ТЕКСТ ДОКУМЕНТА:
251. Что означает, когда мы говорим: «Не могу вообразить противоположность этого» или: «На что это было бы похоже, будь все иначе?» – Например, когда кто-то говорит, что мои образы индивидуальны или что лишь я сам могу знать, испытываю ли я боль, и тому подобное. Конечно, здесь фраза «Не могу вообразить противоположность этого» не означает: сила моего воображения не соответствует задаче. Эти слова суть защита против чего- то, чья форма придает ему вид эмпирического суждения, но по сути оно является сугубо грамматическим.
Однако почему же мы говорим: «Я не могу вообразить противоположность этого»? Почему не: «Я не могу вообразить сам предмет»?

ИСХОДНЫЕ МАТЕРИАЛЫ:
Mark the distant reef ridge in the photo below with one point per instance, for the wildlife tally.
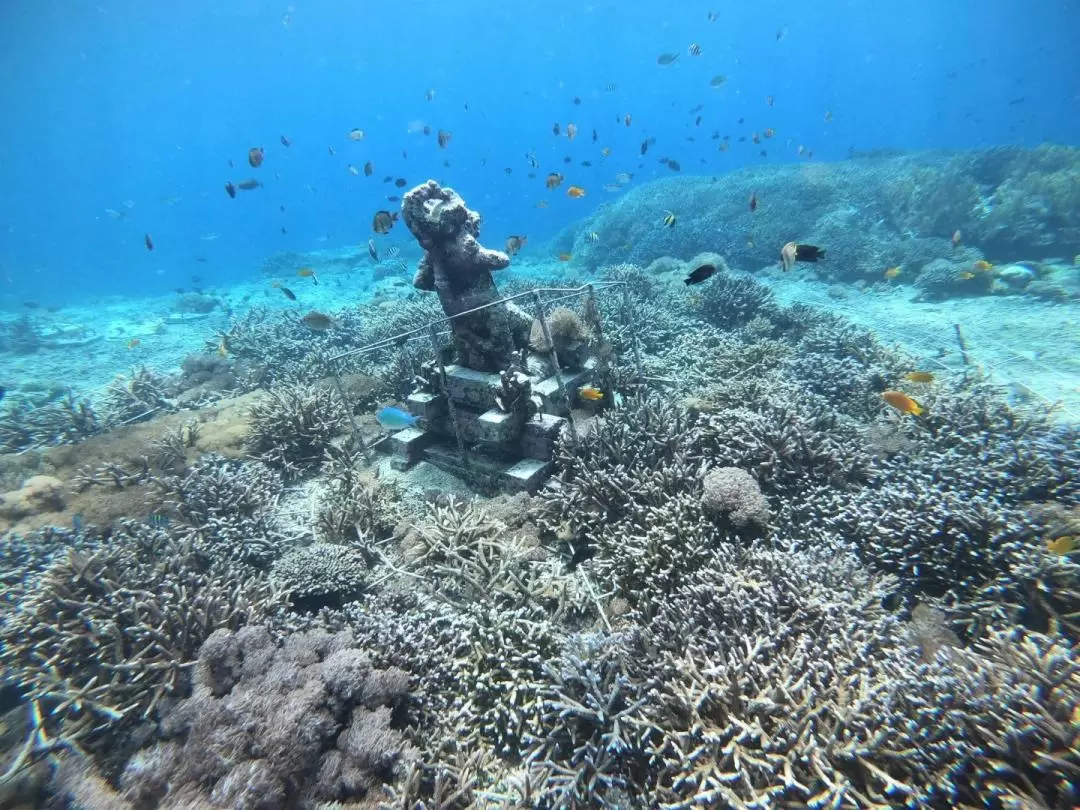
(873, 212)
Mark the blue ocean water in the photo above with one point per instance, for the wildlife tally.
(138, 108)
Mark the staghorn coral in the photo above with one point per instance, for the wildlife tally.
(321, 576)
(292, 427)
(273, 727)
(224, 509)
(67, 420)
(107, 634)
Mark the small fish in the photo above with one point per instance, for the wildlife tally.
(903, 403)
(514, 244)
(1063, 545)
(318, 321)
(392, 418)
(919, 377)
(382, 221)
(699, 274)
(591, 393)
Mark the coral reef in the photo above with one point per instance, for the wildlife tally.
(103, 635)
(730, 493)
(874, 211)
(292, 427)
(272, 727)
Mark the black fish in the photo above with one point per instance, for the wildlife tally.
(700, 274)
(809, 253)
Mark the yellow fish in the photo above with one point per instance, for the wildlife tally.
(903, 403)
(1063, 545)
(588, 392)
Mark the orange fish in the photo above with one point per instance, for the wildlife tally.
(903, 403)
(590, 393)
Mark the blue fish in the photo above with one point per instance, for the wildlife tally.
(395, 418)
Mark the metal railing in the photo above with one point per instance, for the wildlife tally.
(431, 333)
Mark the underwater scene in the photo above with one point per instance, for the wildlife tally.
(582, 404)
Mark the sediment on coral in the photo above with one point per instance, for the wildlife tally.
(291, 428)
(306, 723)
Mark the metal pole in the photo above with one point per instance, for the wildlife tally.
(628, 312)
(553, 355)
(449, 403)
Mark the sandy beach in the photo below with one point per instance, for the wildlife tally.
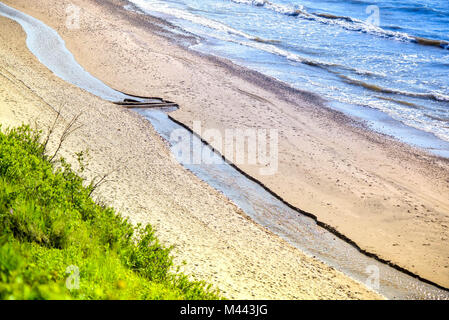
(216, 240)
(388, 198)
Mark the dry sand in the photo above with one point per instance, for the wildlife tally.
(218, 242)
(390, 199)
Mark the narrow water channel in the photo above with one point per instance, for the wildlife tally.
(265, 209)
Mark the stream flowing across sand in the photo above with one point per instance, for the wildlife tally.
(264, 208)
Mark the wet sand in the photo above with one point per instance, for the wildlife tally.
(218, 242)
(390, 199)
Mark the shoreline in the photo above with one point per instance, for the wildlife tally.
(242, 259)
(315, 218)
(287, 95)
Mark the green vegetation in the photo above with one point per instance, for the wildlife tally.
(49, 226)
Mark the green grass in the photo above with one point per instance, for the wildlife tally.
(49, 222)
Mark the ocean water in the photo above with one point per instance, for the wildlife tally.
(390, 56)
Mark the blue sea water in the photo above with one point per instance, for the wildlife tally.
(385, 55)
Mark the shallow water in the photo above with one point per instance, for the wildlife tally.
(255, 201)
(337, 50)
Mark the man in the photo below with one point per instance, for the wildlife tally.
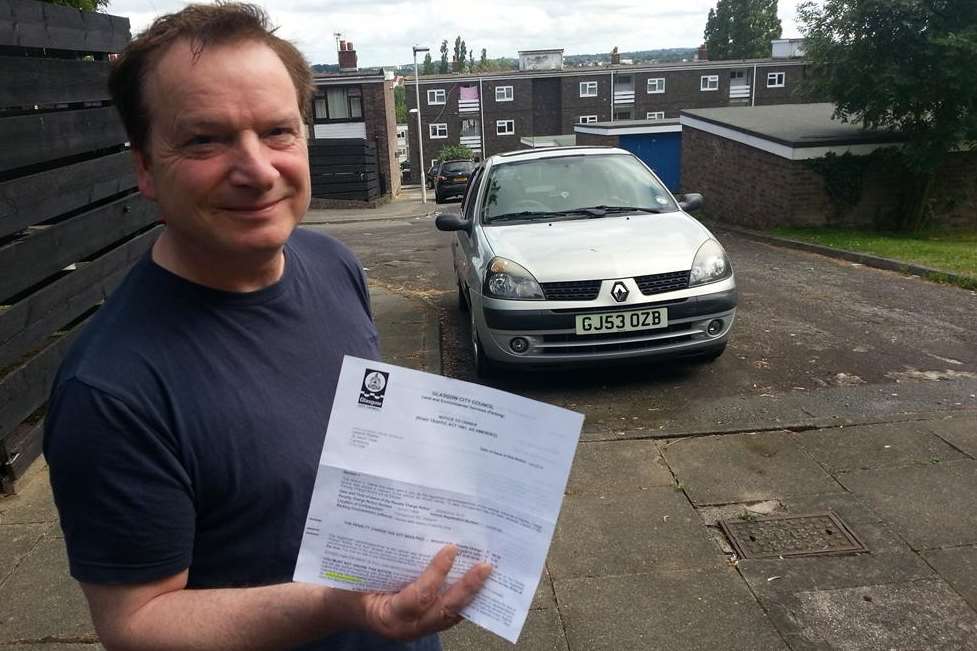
(185, 426)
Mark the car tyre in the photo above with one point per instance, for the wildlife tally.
(484, 367)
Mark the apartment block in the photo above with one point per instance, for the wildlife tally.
(491, 112)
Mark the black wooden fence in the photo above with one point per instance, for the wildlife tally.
(71, 222)
(344, 169)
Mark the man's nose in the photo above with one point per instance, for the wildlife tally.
(252, 165)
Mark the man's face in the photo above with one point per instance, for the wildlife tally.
(226, 157)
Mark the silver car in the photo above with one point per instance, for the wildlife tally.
(580, 254)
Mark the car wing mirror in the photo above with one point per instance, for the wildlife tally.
(451, 221)
(690, 201)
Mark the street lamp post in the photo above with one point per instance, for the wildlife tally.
(420, 136)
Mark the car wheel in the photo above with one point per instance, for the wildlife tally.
(484, 368)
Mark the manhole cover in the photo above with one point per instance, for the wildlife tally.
(792, 535)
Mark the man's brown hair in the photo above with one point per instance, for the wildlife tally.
(202, 25)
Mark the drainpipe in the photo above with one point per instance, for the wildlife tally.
(481, 113)
(753, 88)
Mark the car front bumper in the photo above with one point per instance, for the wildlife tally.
(552, 339)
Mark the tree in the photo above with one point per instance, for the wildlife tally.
(741, 29)
(443, 67)
(905, 65)
(84, 5)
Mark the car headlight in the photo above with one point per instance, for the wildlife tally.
(710, 264)
(506, 279)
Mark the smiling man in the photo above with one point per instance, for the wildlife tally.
(185, 425)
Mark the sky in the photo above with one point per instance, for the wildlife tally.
(383, 31)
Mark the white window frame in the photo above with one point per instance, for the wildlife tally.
(507, 94)
(659, 85)
(588, 85)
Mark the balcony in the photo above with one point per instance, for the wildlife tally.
(624, 96)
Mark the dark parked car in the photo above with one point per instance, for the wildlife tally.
(451, 179)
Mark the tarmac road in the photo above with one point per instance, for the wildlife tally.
(817, 341)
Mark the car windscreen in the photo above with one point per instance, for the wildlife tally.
(461, 167)
(589, 183)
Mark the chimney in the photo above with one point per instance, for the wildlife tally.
(347, 57)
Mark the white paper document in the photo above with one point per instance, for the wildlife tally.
(414, 461)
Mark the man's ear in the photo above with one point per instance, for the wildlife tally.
(144, 176)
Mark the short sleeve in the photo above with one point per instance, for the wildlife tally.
(125, 500)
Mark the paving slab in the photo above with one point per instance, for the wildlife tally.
(958, 567)
(41, 602)
(664, 610)
(909, 616)
(745, 468)
(928, 506)
(865, 447)
(543, 632)
(615, 467)
(961, 432)
(33, 502)
(16, 541)
(630, 533)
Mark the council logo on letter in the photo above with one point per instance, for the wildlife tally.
(374, 386)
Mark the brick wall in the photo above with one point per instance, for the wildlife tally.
(750, 187)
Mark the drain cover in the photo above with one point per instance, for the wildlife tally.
(792, 535)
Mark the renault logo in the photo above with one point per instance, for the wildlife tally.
(619, 292)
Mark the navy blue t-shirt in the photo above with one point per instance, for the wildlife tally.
(185, 426)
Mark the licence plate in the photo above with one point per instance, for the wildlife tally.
(593, 324)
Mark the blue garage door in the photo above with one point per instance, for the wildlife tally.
(661, 152)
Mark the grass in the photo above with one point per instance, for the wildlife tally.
(950, 252)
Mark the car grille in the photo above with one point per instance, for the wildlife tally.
(661, 283)
(617, 341)
(582, 290)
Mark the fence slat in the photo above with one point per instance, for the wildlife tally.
(33, 199)
(29, 81)
(42, 137)
(24, 325)
(27, 23)
(46, 250)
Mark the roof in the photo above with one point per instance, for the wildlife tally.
(604, 69)
(790, 130)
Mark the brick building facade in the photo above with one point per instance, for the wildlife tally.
(752, 166)
(491, 112)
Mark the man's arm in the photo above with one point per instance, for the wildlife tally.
(165, 615)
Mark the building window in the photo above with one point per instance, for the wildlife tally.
(503, 93)
(340, 104)
(656, 85)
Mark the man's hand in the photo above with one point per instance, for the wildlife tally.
(422, 607)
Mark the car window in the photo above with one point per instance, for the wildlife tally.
(457, 167)
(471, 194)
(567, 183)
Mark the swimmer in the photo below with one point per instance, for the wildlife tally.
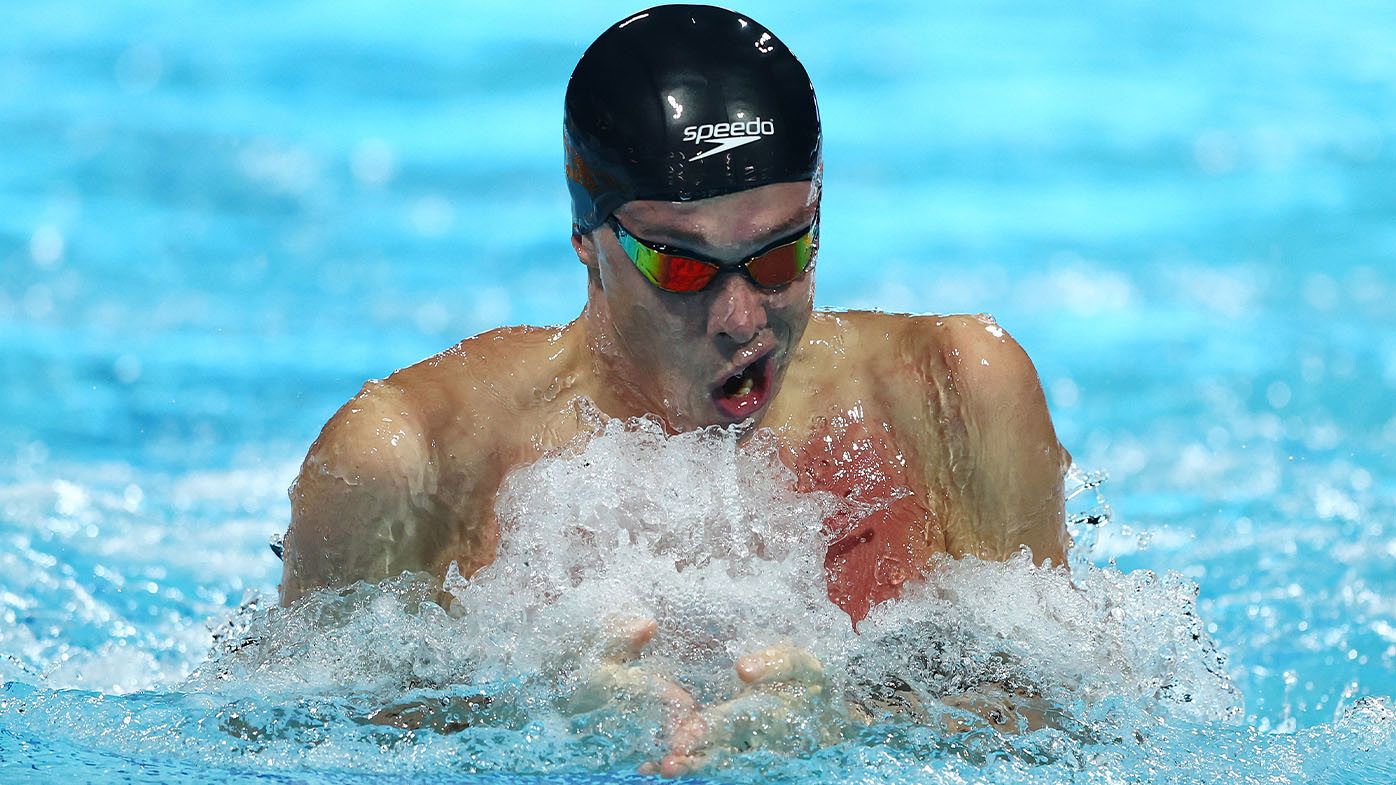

ПОСТАНОВКА ЗАДАЧИ A: Каким по сути является в тексте документа то, против чего служат защитой слова «Не могу вообразить противоположность этого»?
ПОСТАНОВКА ЗАДАЧИ B: Найдите в записях все строки, содержащие слово «logo», и выпишите их полностью.
Текст документа и записи получены из разных источников.

ПИСЬМЕННЫЙ ОТВЕТ A: Оно является сугубо грамматическим, хотя по форме имеет вид эмпирического суждения.

ПИСЬМЕННЫЙ ОТВЕТ B:
Mark the council logo on letter in the photo above with one point per instance, for the wildlife tally.
Mark the renault logo in the photo above with one point per instance, for the wildlife tally.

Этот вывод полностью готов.